* _Information supplied_:
=====

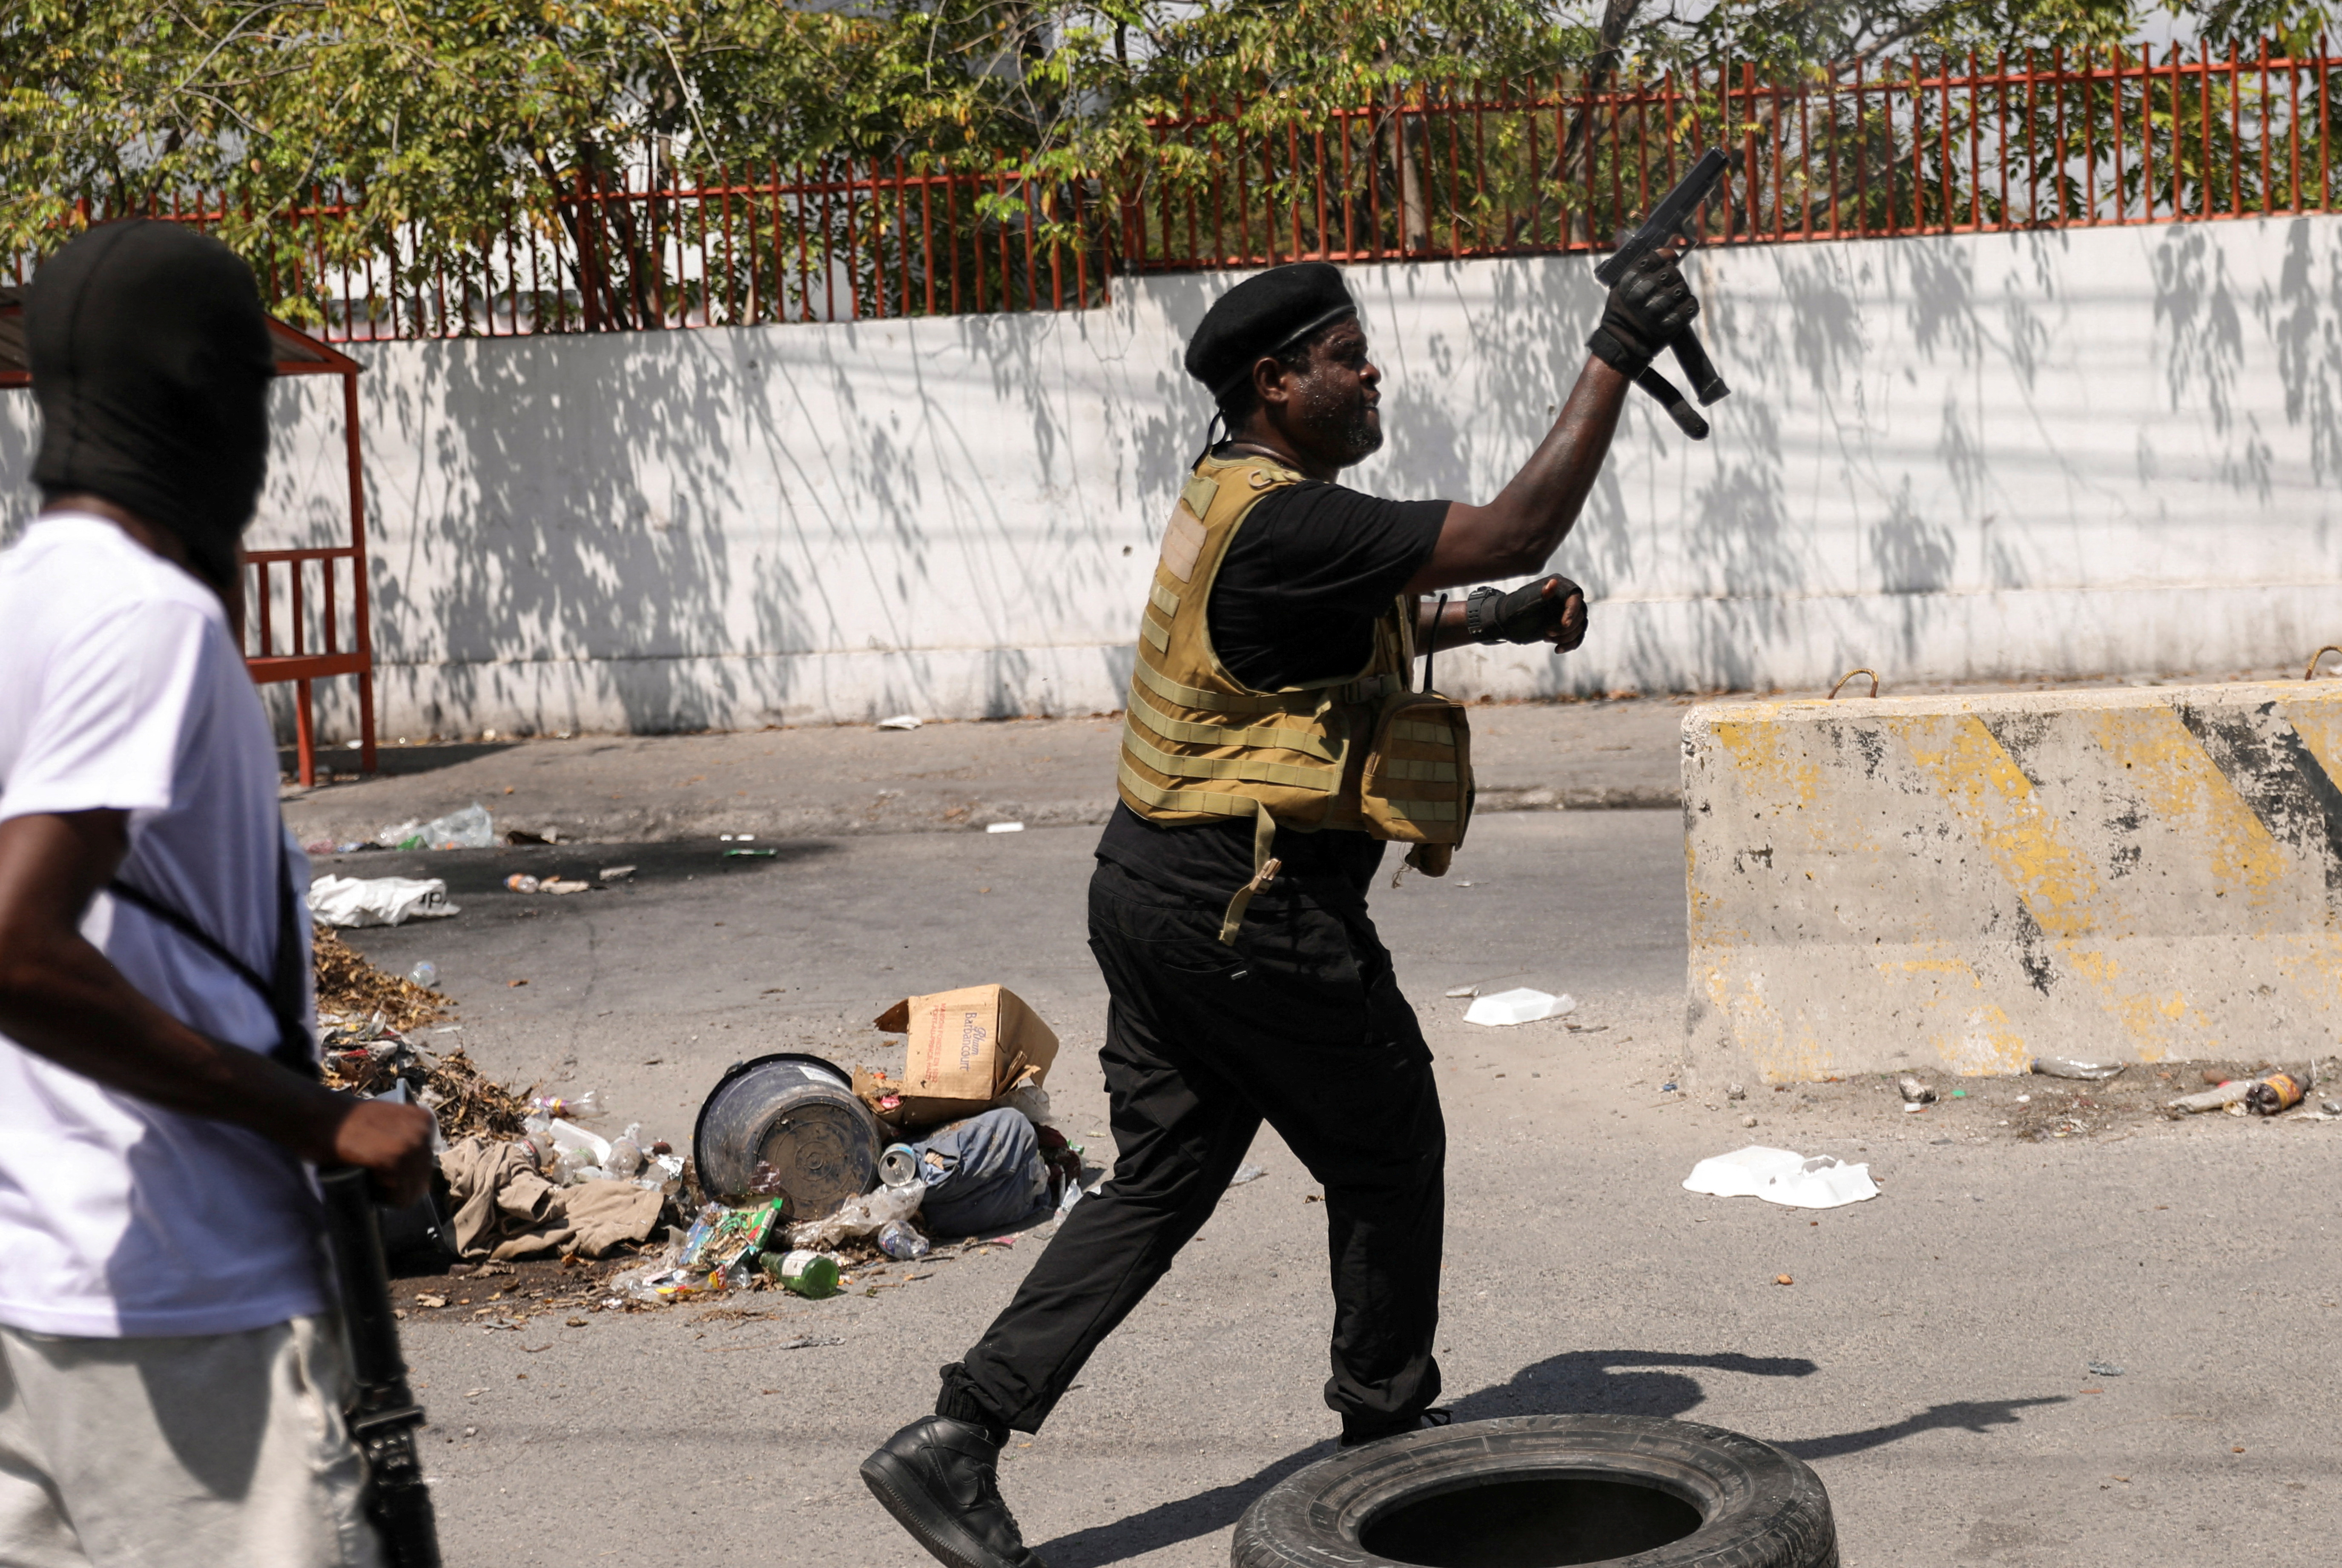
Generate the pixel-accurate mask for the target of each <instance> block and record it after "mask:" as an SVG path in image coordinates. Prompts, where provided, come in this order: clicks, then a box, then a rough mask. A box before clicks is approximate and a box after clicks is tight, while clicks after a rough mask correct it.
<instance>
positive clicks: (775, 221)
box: [19, 42, 2342, 342]
mask: <svg viewBox="0 0 2342 1568" xmlns="http://www.w3.org/2000/svg"><path fill="white" fill-rule="evenodd" d="M2337 87H2342V59H2335V56H2330V54H2328V49H2326V47H2323V42H2321V44H2319V49H2316V51H2314V54H2309V56H2279V54H2272V49H2269V47H2262V49H2260V51H2255V54H2239V51H2234V49H2230V51H2223V54H2216V51H2211V49H2194V51H2190V49H2183V47H2166V49H2164V51H2162V54H2159V56H2157V51H2155V49H2150V47H2145V44H2141V47H2136V49H2129V51H2108V54H2087V56H2066V54H2063V51H2047V54H2033V51H2028V54H2023V56H2021V59H2007V56H1995V59H1991V61H1981V59H1979V56H1974V54H1970V56H1965V59H1902V61H1883V63H1857V66H1850V68H1843V70H1817V73H1813V75H1810V77H1801V80H1789V82H1761V80H1759V77H1757V70H1754V68H1752V66H1745V63H1740V66H1735V63H1724V66H1714V68H1703V70H1689V73H1682V75H1668V77H1660V80H1653V82H1621V84H1616V87H1611V89H1607V91H1590V89H1588V87H1586V84H1581V82H1571V80H1564V77H1557V80H1550V82H1541V84H1515V87H1511V89H1504V91H1499V89H1490V87H1464V89H1454V91H1438V89H1419V91H1412V94H1405V96H1393V98H1391V101H1389V103H1372V105H1358V108H1347V110H1335V112H1321V115H1312V112H1297V110H1288V108H1283V105H1281V101H1276V98H1267V101H1258V103H1251V105H1246V103H1192V105H1187V112H1183V115H1180V117H1176V119H1166V122H1159V124H1155V126H1152V136H1155V143H1157V145H1155V157H1152V159H1138V161H1134V164H1131V166H1127V169H1119V171H1115V173H1112V176H1110V178H1089V180H1063V183H1047V180H1038V178H1021V176H1014V173H1009V171H1007V166H1002V169H1000V171H993V173H932V171H918V169H913V166H911V164H909V159H892V161H888V164H874V161H857V159H836V161H831V164H827V166H822V169H796V171H780V169H763V171H714V173H712V176H703V178H700V180H693V183H684V180H682V178H679V176H674V173H672V171H663V173H665V178H637V180H609V183H593V180H583V178H581V180H578V183H576V185H574V187H569V190H562V192H560V194H557V197H555V199H550V201H546V204H539V208H536V211H529V213H525V211H520V206H518V204H515V208H513V215H511V218H508V220H506V222H504V227H501V232H494V234H480V236H478V239H475V243H471V246H464V248H454V250H445V248H443V250H438V253H431V255H426V253H424V250H422V248H419V246H415V243H410V239H408V236H400V239H396V241H391V243H384V246H379V248H377V250H372V253H368V255H365V257H363V260H358V262H335V260H330V246H328V236H330V234H333V229H335V225H337V222H342V220H344V218H347V215H349V208H347V206H344V204H342V201H340V199H328V197H323V194H321V197H319V199H316V204H311V206H304V208H297V211H288V213H283V218H281V220H279V222H276V225H272V227H269V243H267V253H265V255H260V257H255V260H258V262H260V264H262V269H265V271H267V281H269V288H272V290H274V295H276V297H279V300H283V297H300V300H307V302H309V307H311V309H314V311H316V316H319V321H321V323H323V335H326V337H330V339H342V342H349V339H361V342H363V339H389V337H459V335H489V337H504V335H522V332H595V330H642V328H696V325H745V323H771V321H871V318H892V316H941V314H965V311H1030V309H1080V307H1089V304H1101V302H1103V300H1105V293H1108V278H1110V276H1112V274H1117V271H1192V269H1206V267H1253V264H1269V262H1283V260H1300V257H1326V260H1335V262H1375V260H1438V257H1482V255H1539V253H1567V250H1602V248H1607V246H1609V241H1611V236H1614V234H1616V232H1618V229H1623V227H1628V225H1632V222H1635V218H1637V215H1639V213H1642V211H1644V208H1646V206H1649V204H1651V199H1653V197H1656V194H1658V192H1663V190H1665V187H1668V185H1670V183H1672V180H1675V178H1677V173H1679V171H1682V169H1684V166H1689V161H1691V157H1696V152H1698V150H1700V147H1707V145H1721V147H1726V150H1728V152H1733V171H1731V176H1728V180H1726V187H1724V190H1719V194H1717V199H1712V201H1710V206H1707V211H1705V215H1703V239H1705V241H1712V243H1752V241H1803V239H1845V236H1892V234H1970V232H1991V229H2035V227H2089V225H2115V222H2131V225H2138V222H2185V220H2206V218H2260V215H2269V213H2305V211H2326V208H2328V206H2330V204H2333V194H2335V192H2333V185H2335V180H2333V159H2330V152H2333V143H2330V112H2328V105H2330V101H2333V96H2335V91H2337ZM150 211H157V208H150ZM225 211H227V204H225V201H222V199H218V197H215V199H208V201H187V204H178V206H173V208H169V211H159V215H173V218H180V220H187V222H199V225H218V222H220V220H222V218H225ZM21 269H23V262H19V276H21Z"/></svg>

=====

Please quote the lines of the material, beginning with the first and ending with the one that contains "positive clicks: (775, 221)", exactly as written and without any pictures.

* _Solution to this exercise_:
Generate the pixel-accurate mask for the target of each <instance> block and record it after "mask:" as an SVG path in image coordinates. Prompts, where provided, come in this order: clicks, then a box, then a rough mask. A box before clicks is approximate and a box after clicks is tight, while clicks after a rough mask correct it.
<instance>
positive clicks: (775, 221)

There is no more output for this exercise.